| BRIEF |
Reproduce the part of the data that opens with its first line and closes with the line containing "xmin=361 ymin=256 xmax=372 ymax=266", with "green leaf" swapped for "dry leaf" and nothing else changed. Return only that part.

-- begin --

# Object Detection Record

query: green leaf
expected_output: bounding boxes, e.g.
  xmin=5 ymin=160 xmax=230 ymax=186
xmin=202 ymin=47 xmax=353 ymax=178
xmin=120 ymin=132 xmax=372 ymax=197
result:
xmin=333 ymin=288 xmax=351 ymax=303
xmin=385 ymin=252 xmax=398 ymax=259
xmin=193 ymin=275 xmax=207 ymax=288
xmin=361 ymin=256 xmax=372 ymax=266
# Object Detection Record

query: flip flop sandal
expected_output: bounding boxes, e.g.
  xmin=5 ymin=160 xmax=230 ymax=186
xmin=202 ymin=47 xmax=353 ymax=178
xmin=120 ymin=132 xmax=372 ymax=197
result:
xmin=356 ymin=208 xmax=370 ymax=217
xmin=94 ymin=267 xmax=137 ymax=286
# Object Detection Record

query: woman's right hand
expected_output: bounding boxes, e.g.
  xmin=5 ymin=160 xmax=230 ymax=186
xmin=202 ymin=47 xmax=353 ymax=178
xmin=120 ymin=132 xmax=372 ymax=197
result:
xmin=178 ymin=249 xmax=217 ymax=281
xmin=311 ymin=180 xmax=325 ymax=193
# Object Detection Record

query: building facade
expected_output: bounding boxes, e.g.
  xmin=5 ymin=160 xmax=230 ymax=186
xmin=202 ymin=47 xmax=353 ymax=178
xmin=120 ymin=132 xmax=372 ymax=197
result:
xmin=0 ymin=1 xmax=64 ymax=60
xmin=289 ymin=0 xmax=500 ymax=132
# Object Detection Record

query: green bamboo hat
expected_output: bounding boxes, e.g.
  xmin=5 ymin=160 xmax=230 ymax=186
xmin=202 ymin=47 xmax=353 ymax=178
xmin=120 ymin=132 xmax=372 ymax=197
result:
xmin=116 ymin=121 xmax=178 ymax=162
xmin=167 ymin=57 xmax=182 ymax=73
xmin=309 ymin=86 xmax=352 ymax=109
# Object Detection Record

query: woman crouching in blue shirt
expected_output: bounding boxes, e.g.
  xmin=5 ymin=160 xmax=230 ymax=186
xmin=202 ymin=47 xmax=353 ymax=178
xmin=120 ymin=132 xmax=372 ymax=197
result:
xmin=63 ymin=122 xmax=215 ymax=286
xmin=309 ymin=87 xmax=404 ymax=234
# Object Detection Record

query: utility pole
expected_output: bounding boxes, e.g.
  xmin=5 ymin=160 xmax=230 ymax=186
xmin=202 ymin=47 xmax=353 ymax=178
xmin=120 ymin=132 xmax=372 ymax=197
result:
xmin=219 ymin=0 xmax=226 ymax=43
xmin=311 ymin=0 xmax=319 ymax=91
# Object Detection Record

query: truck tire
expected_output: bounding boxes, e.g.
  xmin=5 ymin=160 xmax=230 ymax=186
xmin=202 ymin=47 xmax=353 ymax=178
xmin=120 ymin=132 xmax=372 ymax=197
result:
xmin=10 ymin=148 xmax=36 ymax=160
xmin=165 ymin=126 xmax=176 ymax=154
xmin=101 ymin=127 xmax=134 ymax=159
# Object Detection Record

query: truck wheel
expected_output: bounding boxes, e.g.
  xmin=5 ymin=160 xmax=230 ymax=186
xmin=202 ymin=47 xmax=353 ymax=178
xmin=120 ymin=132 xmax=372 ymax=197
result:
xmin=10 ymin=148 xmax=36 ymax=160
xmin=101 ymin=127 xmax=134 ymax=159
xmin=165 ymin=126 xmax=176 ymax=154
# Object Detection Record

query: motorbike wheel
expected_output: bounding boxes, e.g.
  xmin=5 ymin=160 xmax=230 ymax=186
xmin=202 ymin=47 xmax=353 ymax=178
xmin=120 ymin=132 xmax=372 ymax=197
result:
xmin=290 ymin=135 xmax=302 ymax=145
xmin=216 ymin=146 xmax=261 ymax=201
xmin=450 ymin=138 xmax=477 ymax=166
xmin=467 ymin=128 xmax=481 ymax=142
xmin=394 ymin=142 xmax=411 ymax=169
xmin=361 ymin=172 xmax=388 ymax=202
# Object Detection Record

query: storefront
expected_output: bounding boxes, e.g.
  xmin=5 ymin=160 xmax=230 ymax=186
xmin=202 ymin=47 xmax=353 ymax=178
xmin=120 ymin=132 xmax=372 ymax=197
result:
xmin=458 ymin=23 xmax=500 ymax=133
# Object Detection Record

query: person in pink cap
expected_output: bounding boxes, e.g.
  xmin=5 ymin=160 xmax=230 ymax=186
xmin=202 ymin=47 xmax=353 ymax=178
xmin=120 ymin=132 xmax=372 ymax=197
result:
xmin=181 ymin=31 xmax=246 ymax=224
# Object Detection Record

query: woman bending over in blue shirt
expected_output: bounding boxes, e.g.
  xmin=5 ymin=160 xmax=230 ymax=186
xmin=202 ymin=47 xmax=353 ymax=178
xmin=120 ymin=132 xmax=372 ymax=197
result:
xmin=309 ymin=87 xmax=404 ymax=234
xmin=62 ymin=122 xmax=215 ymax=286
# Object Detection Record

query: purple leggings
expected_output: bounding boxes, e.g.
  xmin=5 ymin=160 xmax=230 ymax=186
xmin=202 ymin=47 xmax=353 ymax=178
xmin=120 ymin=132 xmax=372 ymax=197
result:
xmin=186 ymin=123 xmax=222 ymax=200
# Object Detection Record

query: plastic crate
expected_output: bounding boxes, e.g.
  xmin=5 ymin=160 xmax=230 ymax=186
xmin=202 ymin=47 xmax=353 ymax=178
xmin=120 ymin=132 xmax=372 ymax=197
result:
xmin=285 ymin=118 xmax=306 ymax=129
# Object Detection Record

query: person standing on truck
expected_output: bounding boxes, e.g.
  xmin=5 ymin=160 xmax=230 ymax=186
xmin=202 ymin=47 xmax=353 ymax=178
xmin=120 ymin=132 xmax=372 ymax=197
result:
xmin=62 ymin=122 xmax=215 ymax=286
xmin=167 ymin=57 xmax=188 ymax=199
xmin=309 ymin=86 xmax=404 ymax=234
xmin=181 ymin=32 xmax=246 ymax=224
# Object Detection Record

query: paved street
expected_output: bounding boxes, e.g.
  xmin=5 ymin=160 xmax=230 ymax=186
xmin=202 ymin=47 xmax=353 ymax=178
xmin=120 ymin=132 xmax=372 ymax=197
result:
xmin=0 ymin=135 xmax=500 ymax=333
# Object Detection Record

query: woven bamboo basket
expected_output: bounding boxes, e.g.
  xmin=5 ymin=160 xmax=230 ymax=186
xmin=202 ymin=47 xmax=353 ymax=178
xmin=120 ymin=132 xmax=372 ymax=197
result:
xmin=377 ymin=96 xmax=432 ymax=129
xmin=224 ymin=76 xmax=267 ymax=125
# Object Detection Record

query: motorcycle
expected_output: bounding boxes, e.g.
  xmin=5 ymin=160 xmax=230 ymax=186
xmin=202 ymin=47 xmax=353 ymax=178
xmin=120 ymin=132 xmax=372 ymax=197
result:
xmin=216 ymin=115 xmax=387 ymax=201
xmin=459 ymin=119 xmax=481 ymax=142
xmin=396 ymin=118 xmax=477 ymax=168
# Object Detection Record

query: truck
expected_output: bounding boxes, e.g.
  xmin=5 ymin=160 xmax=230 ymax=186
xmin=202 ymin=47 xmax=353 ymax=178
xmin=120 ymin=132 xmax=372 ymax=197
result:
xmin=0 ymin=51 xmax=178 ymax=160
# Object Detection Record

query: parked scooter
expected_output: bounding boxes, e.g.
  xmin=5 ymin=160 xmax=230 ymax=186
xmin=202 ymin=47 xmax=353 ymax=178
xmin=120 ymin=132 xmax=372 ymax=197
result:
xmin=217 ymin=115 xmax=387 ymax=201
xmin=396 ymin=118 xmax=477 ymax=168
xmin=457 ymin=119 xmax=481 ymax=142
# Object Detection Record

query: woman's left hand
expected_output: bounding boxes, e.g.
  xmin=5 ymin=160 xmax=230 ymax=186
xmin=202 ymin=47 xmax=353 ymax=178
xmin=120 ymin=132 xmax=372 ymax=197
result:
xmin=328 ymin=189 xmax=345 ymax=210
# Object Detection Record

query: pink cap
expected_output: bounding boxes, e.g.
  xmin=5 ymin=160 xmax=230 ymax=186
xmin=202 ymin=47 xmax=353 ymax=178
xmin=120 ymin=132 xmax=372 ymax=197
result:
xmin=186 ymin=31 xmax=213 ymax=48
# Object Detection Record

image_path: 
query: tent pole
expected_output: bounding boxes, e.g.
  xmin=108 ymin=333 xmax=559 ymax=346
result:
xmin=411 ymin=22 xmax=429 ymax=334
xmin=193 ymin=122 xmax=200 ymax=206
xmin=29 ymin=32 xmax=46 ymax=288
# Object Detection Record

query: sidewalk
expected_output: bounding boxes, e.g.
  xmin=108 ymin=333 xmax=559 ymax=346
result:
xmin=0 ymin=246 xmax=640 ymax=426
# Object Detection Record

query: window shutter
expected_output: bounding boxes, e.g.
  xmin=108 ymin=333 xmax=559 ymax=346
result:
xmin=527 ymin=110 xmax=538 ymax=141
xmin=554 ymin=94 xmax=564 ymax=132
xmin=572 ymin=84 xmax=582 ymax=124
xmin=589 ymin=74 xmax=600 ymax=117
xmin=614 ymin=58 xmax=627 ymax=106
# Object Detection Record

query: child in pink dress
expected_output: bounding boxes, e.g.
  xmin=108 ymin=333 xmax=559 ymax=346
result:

-- end --

| TASK SOLUTION |
# Object Detection Record

query: dry leaf
expected_output: bounding boxes, e.g.
  xmin=5 ymin=160 xmax=230 ymax=186
xmin=202 ymin=47 xmax=353 ymax=178
xmin=120 ymin=132 xmax=372 ymax=197
result:
xmin=333 ymin=288 xmax=351 ymax=303
xmin=385 ymin=252 xmax=398 ymax=259
xmin=193 ymin=275 xmax=207 ymax=288
xmin=361 ymin=256 xmax=372 ymax=266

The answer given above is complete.